Challenge:
Carry on the fragrance reviews, picking up after their final sentence.

Extract:

┄┄┄┄┄┄┄┄┄┄

Muguet des Bois is, in its own small way a chef d'œuvre. A true rendition of Lily of the Valley but not a dry depiction, there is an expressive delicacy about it that raises a rather spare green floral to the level of poetry.

Despite being an old fashioned soliflore, it can still be worn today (by afficionado's at least) in the same retro fashion that you might wear CK One.

(This is not, you understand, the thing for sale in the adverts but a proper vintage splash bottle.)

20th October, 2017 (last edited: 21st October, 2017)

Silences by Jacomo

This evergreen chypre adds a great frisson to formal attire; a man's formal attire that is...

And because this style is so completely out of date, who will know if you dare to wear Silences that you're actually 'breaking the rules'?

20th October, 2017

Play Intense by Givenchy

Synthetic - but not excessively so; the unusual quality of PI comes from its choice of notes : red fruits, mandarin orange, powdery brown gourmand (carob flour), pink pepper and a blue steel 'lavender'; set on a conventional oriental base.

Stylistically it's a strange hybrid of gourmand, oriental, and fururist metal fougère. These are deployed in the symphonic-synthetic manner of 24, Faubourg; many narrow-range synthetics packed into a seamless composition. But the difference with PI is that its not at all concerned with the classical blandishments of Faubourg, on the contrary, it employs this synthetic style to make an appropriately avant-garde statement. With its metal skeleton, plastic skin and frizzy brown hair, PI would be ideal scent material for a Bladerunner replicant.

But, despite its artificial quality, by sheer will power it seems, this odd creature overcomes its shortcomings (linear, dominated by synthetics, designed by committee) and flaunts them as though they were assets.

On the other hand, like a replicant, PI seems to adapt to its environment and slowly evolves a more humane side as the natural-feeling oriental base finally asserts itself. The naturality of the base serves to underline just how un-natural the rest of the profile really is.

Instead of trying to disguise its synthetic nature, PI demonstrates that this quality is deliberate. Its artificiality is an artifice; something to be celebrated, not excused.

Unlike Faubourg, PI's style is absolutely in keeping with its substance and this coherence is, in the final reckoning, what makes Play Intense a success.

18th October, 2017 (last edited: 19th October, 2017)

Pour Lui by Lubin

Poor citrus aromatic woody thing that was rightly consigned to the dustbin of history.

17th October, 2017 (last edited: 12th September, 2018)

Eau de Cologne d'Orsay by D'Orsay

A modest citrus cologne that murmurs sugar and spicy sweet nothings, i.e. a cologne / eau de toilette in the vein of François Coty's Eau de Coty.

┄┄┄┄┄┄┄┄┄┄

A run of records
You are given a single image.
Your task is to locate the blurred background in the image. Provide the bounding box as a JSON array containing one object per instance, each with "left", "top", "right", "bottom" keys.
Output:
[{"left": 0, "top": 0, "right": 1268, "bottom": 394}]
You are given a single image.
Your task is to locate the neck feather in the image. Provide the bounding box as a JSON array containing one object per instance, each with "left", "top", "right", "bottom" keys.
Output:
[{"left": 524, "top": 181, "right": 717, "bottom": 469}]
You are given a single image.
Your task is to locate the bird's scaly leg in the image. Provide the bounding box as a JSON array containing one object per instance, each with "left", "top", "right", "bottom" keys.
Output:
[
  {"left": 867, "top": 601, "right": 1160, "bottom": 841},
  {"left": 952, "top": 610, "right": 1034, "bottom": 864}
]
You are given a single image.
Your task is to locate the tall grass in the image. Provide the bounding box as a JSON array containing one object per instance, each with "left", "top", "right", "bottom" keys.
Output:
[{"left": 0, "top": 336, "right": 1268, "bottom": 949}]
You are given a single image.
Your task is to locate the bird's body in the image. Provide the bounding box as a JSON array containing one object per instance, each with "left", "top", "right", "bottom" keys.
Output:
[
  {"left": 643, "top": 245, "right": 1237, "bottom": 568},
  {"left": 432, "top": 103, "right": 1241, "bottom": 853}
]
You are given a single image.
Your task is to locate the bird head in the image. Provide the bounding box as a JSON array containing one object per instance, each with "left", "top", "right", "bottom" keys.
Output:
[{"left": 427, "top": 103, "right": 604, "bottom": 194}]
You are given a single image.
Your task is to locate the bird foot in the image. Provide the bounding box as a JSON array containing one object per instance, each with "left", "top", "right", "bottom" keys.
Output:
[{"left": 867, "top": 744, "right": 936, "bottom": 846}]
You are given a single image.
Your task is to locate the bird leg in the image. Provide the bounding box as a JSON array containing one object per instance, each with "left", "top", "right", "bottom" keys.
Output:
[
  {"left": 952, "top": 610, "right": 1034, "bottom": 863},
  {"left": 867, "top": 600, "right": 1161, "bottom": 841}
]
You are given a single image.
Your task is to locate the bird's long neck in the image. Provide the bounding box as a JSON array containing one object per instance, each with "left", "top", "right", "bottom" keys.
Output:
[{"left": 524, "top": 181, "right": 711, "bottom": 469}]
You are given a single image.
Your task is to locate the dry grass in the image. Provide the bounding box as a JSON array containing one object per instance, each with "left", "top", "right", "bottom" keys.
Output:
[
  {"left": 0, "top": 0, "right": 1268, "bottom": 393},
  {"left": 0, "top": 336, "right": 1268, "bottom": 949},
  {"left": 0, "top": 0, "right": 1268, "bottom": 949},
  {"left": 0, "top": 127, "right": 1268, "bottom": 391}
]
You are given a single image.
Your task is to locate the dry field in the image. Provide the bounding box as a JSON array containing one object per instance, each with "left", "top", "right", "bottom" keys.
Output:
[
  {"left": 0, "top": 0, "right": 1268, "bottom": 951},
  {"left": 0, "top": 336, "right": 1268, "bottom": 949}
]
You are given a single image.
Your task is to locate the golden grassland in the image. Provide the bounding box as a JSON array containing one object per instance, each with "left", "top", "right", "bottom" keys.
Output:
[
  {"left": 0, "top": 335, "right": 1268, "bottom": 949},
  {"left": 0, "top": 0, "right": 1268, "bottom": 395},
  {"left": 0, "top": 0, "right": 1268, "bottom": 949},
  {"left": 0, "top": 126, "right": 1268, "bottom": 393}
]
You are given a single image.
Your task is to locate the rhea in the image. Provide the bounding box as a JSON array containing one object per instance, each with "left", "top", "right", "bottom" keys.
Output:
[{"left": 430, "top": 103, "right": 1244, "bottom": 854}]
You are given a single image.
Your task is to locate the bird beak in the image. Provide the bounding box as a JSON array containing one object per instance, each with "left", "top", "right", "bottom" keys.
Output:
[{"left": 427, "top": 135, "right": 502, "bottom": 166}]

┄┄┄┄┄┄┄┄┄┄

Output for this exercise:
Whether this bottle (poss. 1970's) smells like the original version from 1910 or 1912 is one question; but whether Coty invented this style - the cologne de toilette - or whether his 1920 release was a (much improved) copy of someone else's idea is another, bigger and more important question. One best left to a real perfume expert, my experience not being up to it, evidently... Je m'excuse.

17th October, 2017

Insensé by Givenchy

Insensé appears to have a distant relation to Cool Water: the salty undertone, the bitter fruity direction, the flat topography; but there's even more going on here which is akin to another style of perfumery. Along with Kouros and Jules, Insensé is one of a small group of musky transparent skin scents for men who want to smell good but don't necessarily want to be outed as Perfume Lovers.

Insensé is a bitter, plasticky white floral; unsweet, astringent. Its texture is shiny-smooth, like a milky white glaze on a rough earthenware pot.

Like many masculines Insensé isn't that complex, there's not much of an overt theme here. It's rather elusive, pale and shy - but somehow not introverted. There's a discrete muscularity articulated by a peppery green resin note that pushes through the musks and the flowers at the core, and this in turn is nuanced by woods and powder that allow the base to grow a little sweeter.

And that's it. Pale and bland, and piquant. Without a clear direction it can get a little monotonous. I suppose if you like Brian Eno's Music for Airports you may go for this, but if you prefer Another Green World you may find Insensé a bit boring.

10th October, 2017 (last edited: 12th October, 2017)

Fleur de Rocaille by Caron

Why Caron should have felt the need to put out a modern style bitter syrup floral is understandable in terms of covering all the commercial bases - even if their offering mainly stands out from the rest by the way it smells so horrible and synthetic.

But why they should have named it Fleur de Rocaille when they already had a (hopelessly out of date) wholewheat cake and rose affair called Fleurs de Rocaille is deeply baffling.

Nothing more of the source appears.